● **COMPITO 1**:
Individua e copia ogni riga dei record che contiene la parola "white".

● **ESTRATTO**:
FLAVIO CAROLI, STORIA DELLA FISIOGNOMICA – ARTE E PSICOLOGIA
DA LEONARDO A FREUD -
MONDADORI ELECTA – MILANO 2012 - € 19,90
Di ogni libro nuovo si può dire (per usare un luogo comune)
di tutto e di più, e lo stesso autore, che narcisisticamente
si presenta con quest’ultimo lavoro della serie I libri di
Flavio Caroli, ce lo conferma. Non contento della prima edizione
del 1995 infatti, si è cimentato a tal punto da fornirci
quel di più, però in senso migliorativo, regalandoci
(si fa per dire) un libro dallo stesso titolo: Storia della Fisiognomica,
appunto, con il sottotitolo Arte e Psicologia da Leonardo a Freud.
Sembrerebbe un duplicato, sia pure riveduto e corretto (ma non troppo!),
tra la copiosa materia da lui specialisticamente trattata, in diversi
momenti e con tagli più o meno monografici, come si apprende
dalla IV di copertina e dalla nutrita bibliografia. Certo non è
vietato rivedere e correggere la propria opera per successive edizioni.

● **COMPITO 2**:
Rispondi brevemente a queste domande sulla recensione, una per riga:
(a) Quale editore ha pubblicato il libro e in quale anno?
(b) In che anno è uscita la prima edizione?
(c) Qual è il sottotitolo del libro?

● **DATI FORNITI**:
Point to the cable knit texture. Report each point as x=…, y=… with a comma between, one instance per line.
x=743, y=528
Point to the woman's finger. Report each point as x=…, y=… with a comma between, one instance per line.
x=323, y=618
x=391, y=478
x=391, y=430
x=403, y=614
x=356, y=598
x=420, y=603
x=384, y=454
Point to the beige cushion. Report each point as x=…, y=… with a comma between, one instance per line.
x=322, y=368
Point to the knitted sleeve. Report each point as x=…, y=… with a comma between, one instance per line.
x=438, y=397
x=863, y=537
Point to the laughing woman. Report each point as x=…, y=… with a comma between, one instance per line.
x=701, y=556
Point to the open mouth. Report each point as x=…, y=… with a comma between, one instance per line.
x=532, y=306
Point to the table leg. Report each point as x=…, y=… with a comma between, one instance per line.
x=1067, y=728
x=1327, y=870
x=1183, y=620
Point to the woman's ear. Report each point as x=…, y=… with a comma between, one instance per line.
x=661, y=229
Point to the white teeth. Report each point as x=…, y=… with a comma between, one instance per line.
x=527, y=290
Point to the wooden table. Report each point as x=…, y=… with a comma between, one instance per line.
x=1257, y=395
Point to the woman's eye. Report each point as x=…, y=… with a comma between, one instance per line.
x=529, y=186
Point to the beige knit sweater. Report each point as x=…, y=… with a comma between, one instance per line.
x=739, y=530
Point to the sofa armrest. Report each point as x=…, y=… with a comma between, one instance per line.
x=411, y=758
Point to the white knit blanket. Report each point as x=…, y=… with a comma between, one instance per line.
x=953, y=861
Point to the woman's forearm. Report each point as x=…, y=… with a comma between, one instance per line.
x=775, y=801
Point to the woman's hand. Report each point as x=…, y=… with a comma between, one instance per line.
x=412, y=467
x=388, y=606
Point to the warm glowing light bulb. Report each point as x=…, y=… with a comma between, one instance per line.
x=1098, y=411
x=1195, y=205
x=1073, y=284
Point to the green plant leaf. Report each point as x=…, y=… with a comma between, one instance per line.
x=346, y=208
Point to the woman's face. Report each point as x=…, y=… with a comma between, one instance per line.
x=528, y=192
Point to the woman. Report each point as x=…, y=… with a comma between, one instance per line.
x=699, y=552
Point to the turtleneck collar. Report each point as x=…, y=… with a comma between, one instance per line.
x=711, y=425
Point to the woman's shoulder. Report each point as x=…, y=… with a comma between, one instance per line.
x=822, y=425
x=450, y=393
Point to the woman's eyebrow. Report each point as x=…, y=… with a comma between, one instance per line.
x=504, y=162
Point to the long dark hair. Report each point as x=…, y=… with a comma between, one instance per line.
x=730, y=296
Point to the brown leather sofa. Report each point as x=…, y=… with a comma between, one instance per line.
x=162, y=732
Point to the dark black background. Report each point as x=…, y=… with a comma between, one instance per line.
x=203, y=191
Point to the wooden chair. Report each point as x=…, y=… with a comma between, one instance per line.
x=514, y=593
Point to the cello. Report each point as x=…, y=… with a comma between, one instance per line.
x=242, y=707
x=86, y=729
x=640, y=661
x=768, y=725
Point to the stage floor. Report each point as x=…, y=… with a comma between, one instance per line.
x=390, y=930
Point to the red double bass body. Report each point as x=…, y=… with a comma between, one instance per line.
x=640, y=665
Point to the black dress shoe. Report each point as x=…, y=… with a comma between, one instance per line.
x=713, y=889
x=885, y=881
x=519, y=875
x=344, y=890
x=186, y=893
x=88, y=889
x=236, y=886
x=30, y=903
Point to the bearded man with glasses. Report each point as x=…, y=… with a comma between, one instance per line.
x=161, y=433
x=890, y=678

● **RISPOSTA 1**:
Point to the white teeth. Report each point as x=…, y=… with a comma between, one instance per line.
Point to the white knit blanket. Report each point as x=…, y=… with a comma between, one instance per line.

● **RISPOSTA 2**:
(a) Mondadori Electa, nel 2012.
(b) Nel 1995.
(c) Arte e Psicologia da Leonardo a Freud.